— BEGIN —

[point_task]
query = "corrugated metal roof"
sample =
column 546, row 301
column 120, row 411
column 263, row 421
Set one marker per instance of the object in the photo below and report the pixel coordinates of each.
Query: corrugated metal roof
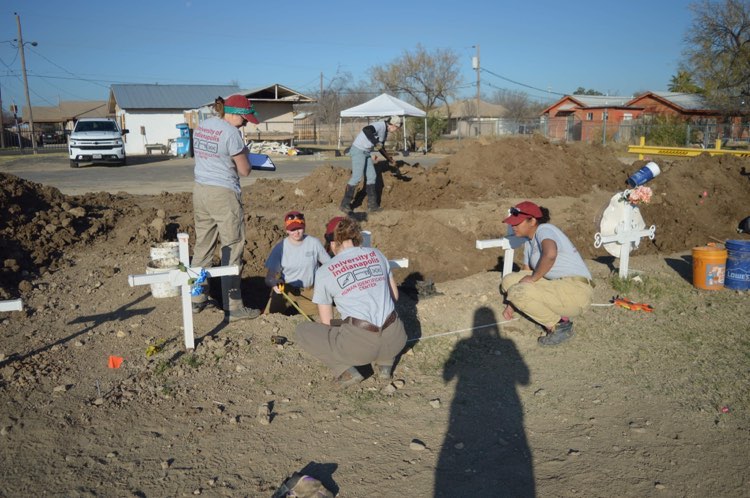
column 689, row 101
column 601, row 100
column 141, row 96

— END —

GIVEN INSTRUCTION »
Output all the items above as a Markdown table with the columns No. and Line, one row per line with its number and skipping blank lines. Leave out the pictures.

RESPONSE TO THIS TASK »
| No. | Line |
|---|---|
| 1 | [point_task] |
| 2 | query = "corrugated metal roof" |
| 3 | sample = |
| 4 | column 546, row 301 |
| 5 | column 120, row 411 |
| 6 | column 263, row 421 |
| 7 | Set one marker per instance of the object in the photo below and report the pixel coordinates of each. |
| 8 | Query: corrugated metal roof |
| 9 | column 689, row 101 |
| 10 | column 601, row 100 |
| 11 | column 141, row 96 |